**WHAT IS ASKED:** Rewrite the lines from the one containing "Ground glazed bowl interior in the picture." through the one containing "[0,136,664,1042]", both included, as a two-column CSV with the headers instruction and coordinates. Give each line of text its own row, paired with the answer beneath it, and put both fields in double quotes with any line breaks replaced by spaces.

***** ROWS

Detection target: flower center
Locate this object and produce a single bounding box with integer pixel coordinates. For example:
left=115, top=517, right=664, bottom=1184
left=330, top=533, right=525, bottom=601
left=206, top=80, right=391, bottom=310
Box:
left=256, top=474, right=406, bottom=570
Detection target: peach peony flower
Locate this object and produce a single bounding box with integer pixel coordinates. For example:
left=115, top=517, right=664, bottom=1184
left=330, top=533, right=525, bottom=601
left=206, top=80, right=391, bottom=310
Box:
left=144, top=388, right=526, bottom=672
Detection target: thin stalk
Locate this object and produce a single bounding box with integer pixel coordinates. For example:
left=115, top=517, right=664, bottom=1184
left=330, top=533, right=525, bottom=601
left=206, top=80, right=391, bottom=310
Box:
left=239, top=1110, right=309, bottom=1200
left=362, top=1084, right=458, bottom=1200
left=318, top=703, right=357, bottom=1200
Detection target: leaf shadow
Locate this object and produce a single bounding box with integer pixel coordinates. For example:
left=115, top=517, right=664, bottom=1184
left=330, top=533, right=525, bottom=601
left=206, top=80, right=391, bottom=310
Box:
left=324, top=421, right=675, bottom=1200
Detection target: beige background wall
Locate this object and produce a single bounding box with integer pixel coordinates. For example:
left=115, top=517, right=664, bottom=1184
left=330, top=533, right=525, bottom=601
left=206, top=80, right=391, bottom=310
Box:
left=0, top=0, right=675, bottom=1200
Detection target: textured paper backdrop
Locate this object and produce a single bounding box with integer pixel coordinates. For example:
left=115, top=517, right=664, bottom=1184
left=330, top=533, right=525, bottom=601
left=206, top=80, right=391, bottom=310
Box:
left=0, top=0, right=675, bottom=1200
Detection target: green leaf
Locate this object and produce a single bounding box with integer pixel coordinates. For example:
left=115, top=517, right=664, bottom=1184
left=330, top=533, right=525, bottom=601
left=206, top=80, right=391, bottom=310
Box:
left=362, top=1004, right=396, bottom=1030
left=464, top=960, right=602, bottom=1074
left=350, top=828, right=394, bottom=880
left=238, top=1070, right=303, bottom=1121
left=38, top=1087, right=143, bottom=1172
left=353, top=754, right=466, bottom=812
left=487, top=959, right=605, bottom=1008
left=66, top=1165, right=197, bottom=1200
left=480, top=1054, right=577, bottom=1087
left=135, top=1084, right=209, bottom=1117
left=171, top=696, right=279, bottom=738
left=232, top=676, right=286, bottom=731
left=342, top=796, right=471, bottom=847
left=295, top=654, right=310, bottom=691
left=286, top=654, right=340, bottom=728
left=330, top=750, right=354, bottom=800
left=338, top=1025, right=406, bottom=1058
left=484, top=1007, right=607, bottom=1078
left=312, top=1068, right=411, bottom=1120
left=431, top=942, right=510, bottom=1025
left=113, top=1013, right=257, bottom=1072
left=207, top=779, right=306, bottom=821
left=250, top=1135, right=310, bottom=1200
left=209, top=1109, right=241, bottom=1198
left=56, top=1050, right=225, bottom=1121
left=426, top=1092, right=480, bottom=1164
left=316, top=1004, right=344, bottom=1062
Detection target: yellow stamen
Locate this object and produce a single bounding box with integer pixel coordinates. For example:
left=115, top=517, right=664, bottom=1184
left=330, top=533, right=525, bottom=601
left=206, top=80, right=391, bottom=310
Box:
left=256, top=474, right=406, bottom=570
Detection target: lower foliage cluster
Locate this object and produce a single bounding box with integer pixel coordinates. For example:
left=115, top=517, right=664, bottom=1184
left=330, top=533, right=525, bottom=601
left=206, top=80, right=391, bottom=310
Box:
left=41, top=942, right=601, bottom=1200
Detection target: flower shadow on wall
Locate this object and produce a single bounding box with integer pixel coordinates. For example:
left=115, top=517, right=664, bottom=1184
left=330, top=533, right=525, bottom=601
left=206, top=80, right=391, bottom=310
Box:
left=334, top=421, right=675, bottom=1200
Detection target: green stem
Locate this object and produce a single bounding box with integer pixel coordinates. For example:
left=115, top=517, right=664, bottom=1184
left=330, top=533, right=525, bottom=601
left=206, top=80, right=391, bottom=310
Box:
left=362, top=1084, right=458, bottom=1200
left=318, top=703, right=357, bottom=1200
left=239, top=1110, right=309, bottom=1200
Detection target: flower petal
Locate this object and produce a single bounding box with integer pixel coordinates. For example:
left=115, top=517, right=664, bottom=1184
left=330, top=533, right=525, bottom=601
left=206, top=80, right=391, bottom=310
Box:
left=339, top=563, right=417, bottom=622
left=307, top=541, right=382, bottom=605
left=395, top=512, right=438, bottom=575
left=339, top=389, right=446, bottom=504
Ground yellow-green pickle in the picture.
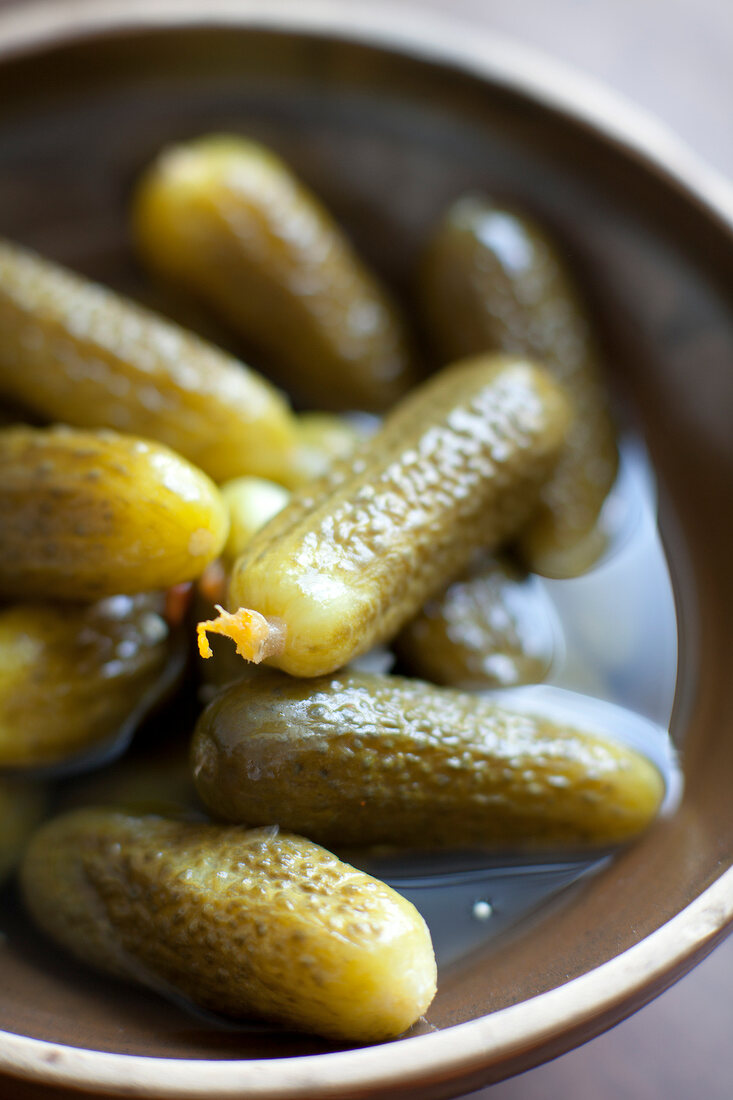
[420,196,617,576]
[0,427,229,600]
[199,355,568,675]
[192,672,665,850]
[133,135,415,411]
[280,413,376,488]
[0,241,294,481]
[21,809,436,1043]
[393,557,559,691]
[0,596,176,768]
[0,776,46,886]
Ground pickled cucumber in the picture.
[22,810,436,1043]
[133,135,415,410]
[0,241,294,481]
[199,356,568,677]
[0,596,176,768]
[192,672,665,849]
[0,427,229,601]
[216,477,289,563]
[0,776,45,886]
[283,413,376,488]
[420,196,617,576]
[393,557,554,691]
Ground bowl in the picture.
[0,0,733,1100]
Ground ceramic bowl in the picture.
[0,0,733,1100]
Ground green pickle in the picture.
[199,355,568,677]
[0,776,46,887]
[192,672,665,850]
[280,413,371,488]
[0,595,176,768]
[419,196,617,578]
[133,135,415,411]
[21,809,436,1043]
[0,241,294,482]
[216,477,291,564]
[393,557,560,691]
[0,427,229,601]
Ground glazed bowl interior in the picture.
[0,4,733,1097]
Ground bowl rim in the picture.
[0,0,733,1100]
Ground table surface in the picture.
[0,0,733,1100]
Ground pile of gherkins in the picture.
[0,136,664,1042]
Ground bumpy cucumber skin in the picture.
[133,135,416,411]
[0,241,294,482]
[21,810,436,1043]
[0,596,172,768]
[228,356,568,677]
[192,672,664,849]
[420,196,617,576]
[393,557,557,691]
[0,776,46,886]
[0,427,229,601]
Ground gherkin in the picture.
[199,355,568,675]
[192,670,665,851]
[0,241,294,481]
[21,809,436,1043]
[0,427,229,601]
[419,195,617,576]
[133,134,416,411]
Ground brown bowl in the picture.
[0,0,733,1100]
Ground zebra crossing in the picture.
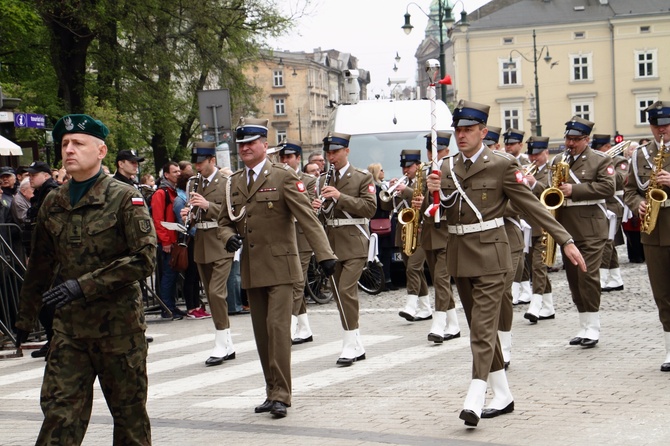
[0,333,468,411]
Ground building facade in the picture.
[244,48,370,156]
[449,0,670,147]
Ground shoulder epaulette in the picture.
[491,150,516,161]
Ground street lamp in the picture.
[401,0,470,104]
[509,30,551,136]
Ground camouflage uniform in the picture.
[16,174,156,445]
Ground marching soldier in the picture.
[312,133,377,366]
[218,118,335,418]
[412,132,461,344]
[591,135,630,292]
[279,139,316,344]
[427,100,585,426]
[545,116,615,348]
[181,142,235,366]
[624,101,670,372]
[503,128,533,305]
[16,114,156,445]
[523,136,556,324]
[392,150,433,322]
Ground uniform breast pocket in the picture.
[468,179,498,208]
[256,191,279,214]
[44,216,65,237]
[82,214,123,258]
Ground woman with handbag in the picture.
[368,163,398,291]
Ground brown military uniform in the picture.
[189,169,234,330]
[319,165,377,331]
[552,147,615,313]
[624,142,670,334]
[218,160,335,405]
[441,147,570,381]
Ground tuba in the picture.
[640,135,668,234]
[398,163,425,256]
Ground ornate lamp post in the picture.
[509,30,551,136]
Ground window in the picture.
[277,129,286,144]
[570,54,593,81]
[572,99,594,122]
[635,50,657,79]
[275,99,286,115]
[498,58,521,86]
[635,93,658,125]
[500,105,523,131]
[272,70,284,87]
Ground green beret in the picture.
[51,115,109,144]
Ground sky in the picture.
[269,0,490,98]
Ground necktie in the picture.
[247,169,254,192]
[465,160,472,172]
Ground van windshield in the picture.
[349,131,428,181]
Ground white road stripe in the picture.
[194,336,470,409]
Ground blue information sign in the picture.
[14,113,46,129]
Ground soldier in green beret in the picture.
[16,115,156,445]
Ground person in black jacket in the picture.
[23,161,59,358]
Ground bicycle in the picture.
[358,256,385,296]
[305,255,333,304]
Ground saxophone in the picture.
[540,155,570,266]
[640,135,668,234]
[398,163,425,256]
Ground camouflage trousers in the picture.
[36,332,151,446]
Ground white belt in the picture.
[563,198,605,207]
[195,221,219,229]
[447,217,505,235]
[326,218,368,227]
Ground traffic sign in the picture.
[14,113,46,129]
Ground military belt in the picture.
[195,221,219,229]
[326,218,369,227]
[447,217,505,235]
[563,198,605,207]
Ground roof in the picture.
[468,0,670,31]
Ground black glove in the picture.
[16,328,30,348]
[42,279,84,308]
[226,234,242,252]
[319,259,337,277]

**********

**FULL ANSWER:**
instruction,coordinates
"Ground glazed bowl interior in the picture.","[0,4,733,1097]"
"Ground bowl rim in the picture.","[0,0,733,1100]"
"Ground table surface in the picture.","[0,0,733,1100]"
"Ground pile of gherkins in the picture.","[0,136,664,1042]"